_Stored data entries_

=== Begin Enclosure ===

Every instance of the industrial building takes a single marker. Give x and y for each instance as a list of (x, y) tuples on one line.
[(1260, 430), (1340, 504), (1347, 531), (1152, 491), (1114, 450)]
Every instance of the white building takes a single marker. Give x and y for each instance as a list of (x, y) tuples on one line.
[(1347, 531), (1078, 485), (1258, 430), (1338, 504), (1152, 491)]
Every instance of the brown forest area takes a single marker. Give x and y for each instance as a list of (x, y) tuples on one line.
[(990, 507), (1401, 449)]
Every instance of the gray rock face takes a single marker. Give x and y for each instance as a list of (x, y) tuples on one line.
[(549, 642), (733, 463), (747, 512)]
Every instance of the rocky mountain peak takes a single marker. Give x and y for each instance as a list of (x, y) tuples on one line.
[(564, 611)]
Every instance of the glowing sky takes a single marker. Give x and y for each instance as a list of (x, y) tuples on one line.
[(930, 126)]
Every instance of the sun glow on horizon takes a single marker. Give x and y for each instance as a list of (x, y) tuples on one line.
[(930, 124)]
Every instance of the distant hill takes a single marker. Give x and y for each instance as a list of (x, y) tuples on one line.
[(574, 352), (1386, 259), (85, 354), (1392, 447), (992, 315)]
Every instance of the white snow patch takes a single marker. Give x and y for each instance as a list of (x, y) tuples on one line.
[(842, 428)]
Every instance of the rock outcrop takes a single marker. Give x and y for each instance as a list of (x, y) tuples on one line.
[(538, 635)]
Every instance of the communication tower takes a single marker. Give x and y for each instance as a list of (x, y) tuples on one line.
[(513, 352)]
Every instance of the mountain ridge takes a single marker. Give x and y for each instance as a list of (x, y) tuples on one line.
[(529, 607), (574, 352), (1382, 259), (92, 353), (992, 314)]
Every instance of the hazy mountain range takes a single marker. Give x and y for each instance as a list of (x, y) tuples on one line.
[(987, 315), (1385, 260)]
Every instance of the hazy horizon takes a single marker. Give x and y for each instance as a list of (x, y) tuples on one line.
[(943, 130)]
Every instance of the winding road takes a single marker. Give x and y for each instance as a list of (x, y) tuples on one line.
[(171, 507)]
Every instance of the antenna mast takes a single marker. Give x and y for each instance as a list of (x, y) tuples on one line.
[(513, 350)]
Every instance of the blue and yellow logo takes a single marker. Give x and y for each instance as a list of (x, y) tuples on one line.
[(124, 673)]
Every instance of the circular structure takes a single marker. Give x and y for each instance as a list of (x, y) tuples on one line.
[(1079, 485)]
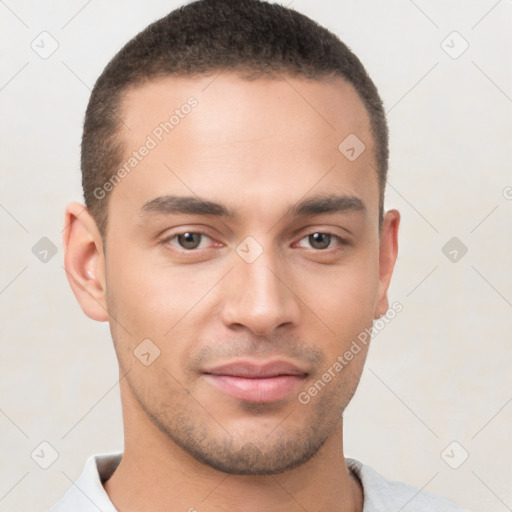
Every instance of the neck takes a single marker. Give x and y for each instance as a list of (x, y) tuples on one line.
[(156, 474)]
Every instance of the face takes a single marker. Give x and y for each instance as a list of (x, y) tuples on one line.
[(243, 247)]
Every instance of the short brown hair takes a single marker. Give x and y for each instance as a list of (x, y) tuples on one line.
[(207, 36)]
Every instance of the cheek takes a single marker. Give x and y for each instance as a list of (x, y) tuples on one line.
[(150, 297)]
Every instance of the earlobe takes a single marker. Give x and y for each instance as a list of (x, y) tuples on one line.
[(84, 261), (388, 252)]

=== End Enclosure ===

_Task details_
Each line, beginning at the one that contains "Every instance of the face" and continuing through the end of the records, must be written out exactly, first and last included.

_Answer box_
Every instance of the face takes a single marker. Give x and y for each instance as a list of (x, y) tuples on one line.
[(243, 247)]
Every instance of the short brown hair takes a single marker. Give x and y for each instance as a list of (x, y) tuples on one line.
[(207, 36)]
Every instance of the cheek takes a single marker. Give x and y for each instance as a list of (x, y) tuples on one line.
[(150, 297)]
Every instance of the earlobe takes a single marker. Give x and y for each instance as a list of (x, y) tuples on one line.
[(84, 261), (388, 252)]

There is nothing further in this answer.